▸ Extracted information:
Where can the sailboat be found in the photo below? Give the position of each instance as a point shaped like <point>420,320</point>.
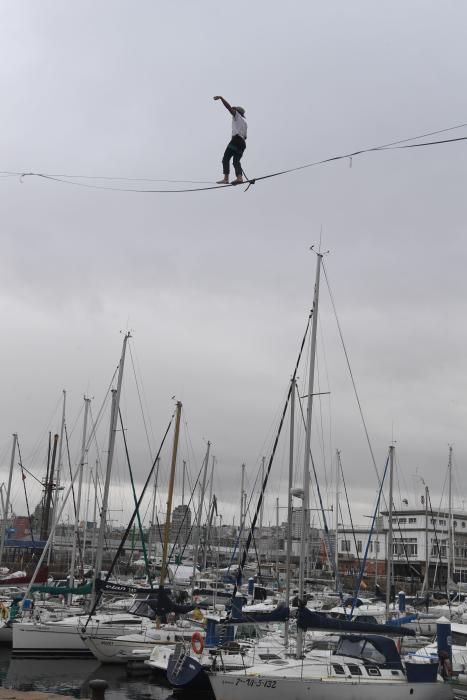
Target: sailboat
<point>360,667</point>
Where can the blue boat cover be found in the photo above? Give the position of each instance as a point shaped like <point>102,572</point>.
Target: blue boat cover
<point>307,619</point>
<point>279,614</point>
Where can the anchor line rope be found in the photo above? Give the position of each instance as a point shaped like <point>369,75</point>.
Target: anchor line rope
<point>394,145</point>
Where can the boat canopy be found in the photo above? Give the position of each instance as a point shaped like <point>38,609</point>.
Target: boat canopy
<point>279,614</point>
<point>371,648</point>
<point>307,619</point>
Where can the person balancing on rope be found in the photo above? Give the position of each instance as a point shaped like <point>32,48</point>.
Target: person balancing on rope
<point>237,144</point>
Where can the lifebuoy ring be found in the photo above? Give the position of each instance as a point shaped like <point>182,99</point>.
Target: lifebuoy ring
<point>197,642</point>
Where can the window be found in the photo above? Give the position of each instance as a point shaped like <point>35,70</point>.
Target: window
<point>339,670</point>
<point>438,548</point>
<point>406,547</point>
<point>354,669</point>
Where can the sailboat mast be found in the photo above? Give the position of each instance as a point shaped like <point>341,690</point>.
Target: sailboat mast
<point>7,498</point>
<point>306,462</point>
<point>427,551</point>
<point>208,526</point>
<point>200,508</point>
<point>165,548</point>
<point>113,430</point>
<point>289,503</point>
<point>78,497</point>
<point>389,539</point>
<point>241,523</point>
<point>450,527</point>
<point>152,528</point>
<point>59,473</point>
<point>336,520</point>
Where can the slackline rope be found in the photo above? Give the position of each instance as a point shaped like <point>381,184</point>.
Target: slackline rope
<point>396,145</point>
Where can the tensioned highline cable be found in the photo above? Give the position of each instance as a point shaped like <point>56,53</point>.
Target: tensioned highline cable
<point>394,145</point>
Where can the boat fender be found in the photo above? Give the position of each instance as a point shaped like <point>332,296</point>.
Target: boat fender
<point>197,642</point>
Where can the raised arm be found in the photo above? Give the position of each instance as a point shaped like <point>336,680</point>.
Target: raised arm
<point>225,103</point>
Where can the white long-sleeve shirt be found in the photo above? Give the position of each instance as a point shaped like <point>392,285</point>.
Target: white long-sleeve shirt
<point>239,125</point>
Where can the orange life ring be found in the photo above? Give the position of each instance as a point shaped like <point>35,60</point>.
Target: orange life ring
<point>197,642</point>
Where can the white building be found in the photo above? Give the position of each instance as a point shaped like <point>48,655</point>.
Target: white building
<point>412,532</point>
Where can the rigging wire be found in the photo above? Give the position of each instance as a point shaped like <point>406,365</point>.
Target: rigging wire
<point>132,519</point>
<point>347,359</point>
<point>394,145</point>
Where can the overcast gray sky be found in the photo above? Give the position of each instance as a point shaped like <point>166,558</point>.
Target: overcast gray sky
<point>216,286</point>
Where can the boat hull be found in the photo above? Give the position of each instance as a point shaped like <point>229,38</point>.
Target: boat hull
<point>244,687</point>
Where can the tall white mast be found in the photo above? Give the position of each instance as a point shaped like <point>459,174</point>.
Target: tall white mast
<point>427,549</point>
<point>86,517</point>
<point>7,497</point>
<point>450,524</point>
<point>208,526</point>
<point>389,577</point>
<point>59,474</point>
<point>240,532</point>
<point>105,496</point>
<point>200,508</point>
<point>78,496</point>
<point>173,465</point>
<point>306,462</point>
<point>289,504</point>
<point>336,520</point>
<point>152,528</point>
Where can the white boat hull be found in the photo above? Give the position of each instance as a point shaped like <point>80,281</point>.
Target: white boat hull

▸ What you should do:
Please output all of the entries above again word for word, leaving out the pictures.

▸ Exercise answer:
Where can the sailboat be found in the photo below? Give the position of each instance as a point shaped like <point>420,320</point>.
Target: sailboat
<point>360,667</point>
Where can the blue boat cover be found in the photo above? Give the position of each instance as a point shaped like <point>102,572</point>.
Target: blue boat cover
<point>307,619</point>
<point>279,614</point>
Where can the anchor line rope be found in the photo above? Give the position of each instance as a point shaped like <point>369,75</point>.
Target: anchor line rope
<point>394,145</point>
Where can the boat canopy be found in the photo above? Give the position of each instance as a point shaped like <point>38,609</point>.
Target: boat canopy
<point>279,614</point>
<point>371,648</point>
<point>307,619</point>
Where can the person balancing on rope be found in the photo above? Give the position of each instance as a point shaped like <point>32,48</point>.
Target: person balancing on rope
<point>237,144</point>
Where can the lifebuoy ring be found in the photo above? Give the position of each instance as a point shaped like <point>182,99</point>.
Target: lifebuoy ring
<point>197,642</point>
Where can the window be found in the photo above? Give the position of each instance as a point shaped like <point>35,70</point>.
Target: window
<point>339,670</point>
<point>438,548</point>
<point>406,547</point>
<point>354,669</point>
Where can the sailboat mast be found in the photo above? Give the position of each instance as a point shaped like <point>341,690</point>.
Target: sailboat mast
<point>7,498</point>
<point>306,462</point>
<point>427,551</point>
<point>208,526</point>
<point>200,508</point>
<point>165,548</point>
<point>113,430</point>
<point>289,503</point>
<point>78,497</point>
<point>389,539</point>
<point>241,523</point>
<point>450,527</point>
<point>152,528</point>
<point>59,473</point>
<point>336,520</point>
Where can the slackline rope be found in the photo above? Give the position of each instance as a point shaped like <point>381,184</point>.
Target: slackline rope
<point>396,145</point>
Where can the tensioned highline cable be found in the photo above? Give the position of each instance as a point shaped like <point>56,53</point>.
Target: tensioned highline cable
<point>394,145</point>
Where can the boat fender be found in the photo above? Give the position of each instance as a point shaped like <point>332,296</point>.
Target: boat fender
<point>197,642</point>
Where can the raised arm be found in the photo above? Give the position of each instance as a point shaped like <point>336,680</point>.
Target: raised arm
<point>225,103</point>
Where can the white long-sleeve shirt be found in the photo above? Give the position of each instance as a point shaped like <point>392,285</point>.
Target: white long-sleeve shirt
<point>239,125</point>
Where can the orange life ring be found in the photo above? Give the position of each instance as a point shaped like <point>35,60</point>.
Target: orange life ring
<point>197,642</point>
Where can the white building be found in the photo above? Give the position of each instance as a point shaped like <point>48,655</point>.
Target: white building
<point>412,532</point>
Where can the rigging wire be found in the photo above? Give the position of each instance as a point shaped like <point>406,365</point>.
Target: rigging wire
<point>132,519</point>
<point>347,359</point>
<point>394,145</point>
Where can the overcast gray sky be found in the photo above? Give the position of each instance as a point shaped like <point>166,558</point>.
Target: overcast gray sky
<point>216,286</point>
Where can the boat hull be found in the photo above? Give the position of each instance as a point shaped like <point>229,38</point>.
Target: boat hull
<point>244,687</point>
Where can the tall white mast be found in the photo above? Give the position of each instance as a point shaped like <point>459,174</point>.
Target: tall white mast
<point>427,549</point>
<point>86,517</point>
<point>7,497</point>
<point>450,524</point>
<point>208,526</point>
<point>389,577</point>
<point>59,474</point>
<point>240,532</point>
<point>105,496</point>
<point>200,508</point>
<point>78,496</point>
<point>173,465</point>
<point>306,462</point>
<point>289,504</point>
<point>336,520</point>
<point>152,528</point>
Where can the white boat hull be found in the photo above? Give the position of each instance as a point shaped like <point>80,281</point>.
Target: white boat hull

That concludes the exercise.